---- Text block

Ideas for Change Data Capture

Good evening,

I was just curious if anyone has a recommendation for a particular use case that I’ve come across, which sort of relates to change data capture (CDC).

Let’s say I stood up my infrastructure successfully and loaded data into ElasticSearch and ClickHouse from release X.0. When release X.1 is published, I only want to import the data that we can refer to as the delta between release X.1 and X.0:

Delta = X.1 - X.2

This would reduce the compute (and therefore, financial burden) on the data consumer and support refreshes as new releases are published.

Are there any recommendations for how to approach this use case? Does BigQuery provide any tooling that can be leveraged to support the use case? Even something like transaction logs for the source table would maybe be helpful in identifying new/changed rows (that brings me to the realization that the equation I posted above doesn’t account for existing rows that are updated- if there is such a thing).

Thanks for your help!

--------

=== What is being asked ===
Write out the whole change data capture post above word for word. You won't need the lines for anything.

---- Supplied entries

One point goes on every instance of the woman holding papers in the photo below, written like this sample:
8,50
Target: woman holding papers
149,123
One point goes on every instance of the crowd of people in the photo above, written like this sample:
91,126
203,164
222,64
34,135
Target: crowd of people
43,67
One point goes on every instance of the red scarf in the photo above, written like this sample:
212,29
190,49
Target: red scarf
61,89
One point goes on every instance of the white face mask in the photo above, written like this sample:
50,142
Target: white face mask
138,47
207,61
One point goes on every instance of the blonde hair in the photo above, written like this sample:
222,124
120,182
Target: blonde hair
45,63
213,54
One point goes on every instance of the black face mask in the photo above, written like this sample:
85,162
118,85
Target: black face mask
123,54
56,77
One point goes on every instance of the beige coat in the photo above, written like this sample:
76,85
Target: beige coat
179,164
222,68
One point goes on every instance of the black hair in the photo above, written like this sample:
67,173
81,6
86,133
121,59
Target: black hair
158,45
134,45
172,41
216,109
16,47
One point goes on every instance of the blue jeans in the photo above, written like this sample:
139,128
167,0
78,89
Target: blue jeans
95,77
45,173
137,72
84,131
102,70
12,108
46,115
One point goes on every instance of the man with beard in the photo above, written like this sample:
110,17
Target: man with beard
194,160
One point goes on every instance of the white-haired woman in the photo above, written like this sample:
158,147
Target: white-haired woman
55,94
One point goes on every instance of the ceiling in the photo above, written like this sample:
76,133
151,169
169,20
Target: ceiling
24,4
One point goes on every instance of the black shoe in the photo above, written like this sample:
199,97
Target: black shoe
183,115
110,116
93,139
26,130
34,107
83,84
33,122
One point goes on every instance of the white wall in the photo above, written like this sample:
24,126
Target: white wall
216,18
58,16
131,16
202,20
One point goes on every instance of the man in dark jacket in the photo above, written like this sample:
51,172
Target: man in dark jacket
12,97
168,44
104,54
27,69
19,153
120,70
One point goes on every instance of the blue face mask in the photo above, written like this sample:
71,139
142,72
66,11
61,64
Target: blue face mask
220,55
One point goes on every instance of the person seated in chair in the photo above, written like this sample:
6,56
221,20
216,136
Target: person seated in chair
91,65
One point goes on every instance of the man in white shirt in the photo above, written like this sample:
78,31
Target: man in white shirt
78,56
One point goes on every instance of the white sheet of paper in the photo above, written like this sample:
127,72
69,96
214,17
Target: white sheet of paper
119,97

--------

=== Response for this exercise ===
Ideas for Change Data Capture

Good evening,

I was just curious if anyone has a recommendation for a particular use case that I’ve come across, which sort of relates to change data capture (CDC).

Let’s say I stood up my infrastructure successfully and loaded data into ElasticSearch and ClickHouse from release X.0. When release X.1 is published, I only want to import the data that we can refer to as the delta between release X.1 and X.0:

Delta = X.1 - X.2

This would reduce the compute (and therefore, financial burden) on the data consumer and support refreshes as new releases are published.

Are there any recommendations for how to approach this use case? Does BigQuery provide any tooling that can be leveraged to support the use case? Even something like transaction logs for the source table would maybe be helpful in identifying new/changed rows (that brings me to the realization that the equation I posted above doesn’t account for existing rows that are updated- if there is such a thing).

Thanks for your help!